EXERCISE GOAL:
Quote the records in full and leave their pictures out.

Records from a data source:

= Beginning of Section =

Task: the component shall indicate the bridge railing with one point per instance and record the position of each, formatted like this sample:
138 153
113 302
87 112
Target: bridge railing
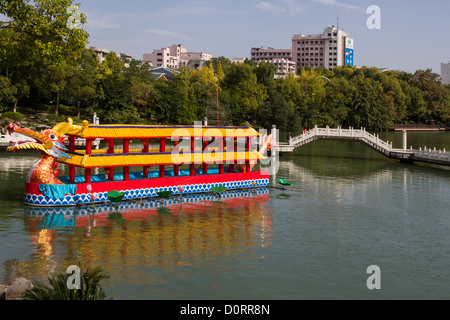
429 154
350 133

= End of Section =

TASK RESPONSE:
Task: the component shall indicate the bridge railing with one point per instance and record the position of each, formatted like this sample:
138 153
113 302
87 112
Target: bridge railing
429 154
350 133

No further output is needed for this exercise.